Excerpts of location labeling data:

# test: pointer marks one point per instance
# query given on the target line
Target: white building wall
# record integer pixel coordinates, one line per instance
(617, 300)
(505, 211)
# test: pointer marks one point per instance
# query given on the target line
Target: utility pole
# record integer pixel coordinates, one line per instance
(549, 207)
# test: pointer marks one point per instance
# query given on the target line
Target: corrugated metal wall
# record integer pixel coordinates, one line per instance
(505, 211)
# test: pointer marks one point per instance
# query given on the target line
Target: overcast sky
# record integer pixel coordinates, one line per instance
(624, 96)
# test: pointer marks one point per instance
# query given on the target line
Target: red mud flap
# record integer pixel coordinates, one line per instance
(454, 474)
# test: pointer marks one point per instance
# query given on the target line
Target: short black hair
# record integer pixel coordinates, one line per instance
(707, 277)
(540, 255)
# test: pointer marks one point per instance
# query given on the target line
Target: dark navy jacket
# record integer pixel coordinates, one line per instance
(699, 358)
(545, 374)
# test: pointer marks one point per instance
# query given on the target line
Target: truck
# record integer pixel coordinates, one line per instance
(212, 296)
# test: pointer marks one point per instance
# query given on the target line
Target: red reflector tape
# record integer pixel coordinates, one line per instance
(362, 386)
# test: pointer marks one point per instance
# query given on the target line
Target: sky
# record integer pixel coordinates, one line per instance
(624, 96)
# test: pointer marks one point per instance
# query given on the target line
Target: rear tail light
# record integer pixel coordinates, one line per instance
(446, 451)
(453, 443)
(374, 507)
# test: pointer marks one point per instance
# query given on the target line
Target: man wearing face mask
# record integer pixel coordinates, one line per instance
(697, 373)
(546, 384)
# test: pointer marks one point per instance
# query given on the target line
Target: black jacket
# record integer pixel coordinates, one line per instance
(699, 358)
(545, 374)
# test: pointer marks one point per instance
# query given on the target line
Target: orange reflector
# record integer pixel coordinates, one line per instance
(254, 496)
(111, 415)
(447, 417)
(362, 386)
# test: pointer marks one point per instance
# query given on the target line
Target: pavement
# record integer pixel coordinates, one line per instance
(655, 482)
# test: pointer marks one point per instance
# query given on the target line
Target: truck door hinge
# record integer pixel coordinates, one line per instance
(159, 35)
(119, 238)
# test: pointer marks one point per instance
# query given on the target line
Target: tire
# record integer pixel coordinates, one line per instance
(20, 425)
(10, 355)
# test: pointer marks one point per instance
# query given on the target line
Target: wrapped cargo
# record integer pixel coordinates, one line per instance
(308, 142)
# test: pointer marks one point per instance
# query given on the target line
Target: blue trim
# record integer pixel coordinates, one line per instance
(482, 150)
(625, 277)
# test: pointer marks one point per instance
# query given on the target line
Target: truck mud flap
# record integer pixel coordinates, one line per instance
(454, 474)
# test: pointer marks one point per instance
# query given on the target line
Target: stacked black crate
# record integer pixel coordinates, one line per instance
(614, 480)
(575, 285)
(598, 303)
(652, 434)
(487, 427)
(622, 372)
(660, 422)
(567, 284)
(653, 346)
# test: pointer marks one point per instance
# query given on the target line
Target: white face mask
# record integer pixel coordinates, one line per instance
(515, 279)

**TASK DIRECTIONS:**
All of the records must be repeated exactly.

**CORRECT ANSWER:**
# test: pointer marks one point per instance
# query given on the target line
Target: white building wall
# record integer pixel coordinates, one line per instance
(617, 300)
(505, 211)
# test: pointer marks one point per instance
# query given on the target line
Target: utility pole
# record integer pixel coordinates, one line per instance
(549, 207)
# test: pointer marks one point per instance
# query given on the target line
Target: corrugated metal wall
# record integer pixel coordinates, one line per instance
(505, 211)
# test: pointer marks one point per instance
# query given on the target line
Target: overcast sky
# record integer pixel coordinates, one line per instance
(624, 96)
# test: pointer marks one point per instance
# query given on the target line
Target: red mud flap
# record integer pixel coordinates, one line per instance
(454, 474)
# test: pointer marks one point per instance
# query given on the target line
Target: short black hair
# record integer pixel coordinates, one line per instance
(707, 277)
(540, 255)
# test: pointer marks one point per instance
# query given on the target line
Target: dark navy jacket
# record integer pixel coordinates, one line per instance
(699, 358)
(545, 374)
# test: pointer marks one point per instance
# query given on the target line
Target: truck
# record integer pixel coordinates, one line per instance
(212, 296)
# test: pointer marks one point per instance
# query given on the target line
Target: red reflector tape
# record integer pixel coordinates, one line per instance
(362, 386)
# test: pointer marks one point per instance
# query given on the target line
Target: sky
# record integer pixel coordinates, one line per instance
(624, 96)
# test: pointer marks one point per instance
# query given on the target line
Target: rear tail light
# record integer pixel coordinates, one line per instance
(446, 451)
(453, 443)
(374, 507)
# test: pointer marks one point per instance
# query given on the target line
Target: man wearing face mask
# record integer pixel coordinates, one line per instance
(697, 373)
(546, 384)
# test: pointer marks one point per instance
# query given on the target line
Target: black jacket
# record integer pixel coordinates, one line per instance
(699, 358)
(545, 374)
# test: pointer marks one point per instance
# query given on the target line
Target: orange reflector
# record integer pixel coordinates, one line per instance
(254, 496)
(111, 415)
(447, 417)
(362, 386)
# test: pointer marks one point per instance
# query given on the target line
Target: pavement
# record integer pixel coordinates, one line per instance
(655, 482)
# test: pointer marks one point per instance
# query given on the target line
Target: truck door hinge
# record integer pixel coordinates, one line per instance
(159, 35)
(119, 238)
# test: pointer marks one point per instance
# query given on the target line
Target: tire
# record integer pixel coordinates, one line per instance
(20, 425)
(10, 355)
# test: pointer marks one point per instance
# query given on the target line
Target: wrapped cargo
# record integer pixel coordinates, one line per instance
(308, 142)
# test: pointer marks one point per instance
# query given on the target line
Target: blue trim
# record integer pixel coordinates, one line per instance
(482, 150)
(625, 277)
# test: pointer marks one point per instance
# query given on the target line
Target: truck mud flap
# record integer pixel coordinates, one line per instance
(454, 474)
# test: pointer marks one point per instance
# query given on the target line
Target: stacked black crate
# record integer pixel coordinates, one line per instance
(614, 480)
(575, 285)
(598, 303)
(652, 434)
(487, 427)
(622, 372)
(660, 422)
(567, 284)
(653, 346)
# test: pointer marks one point per instance
# query given on the target line
Target: white face mask
# record integer pixel coordinates, one line per instance
(515, 279)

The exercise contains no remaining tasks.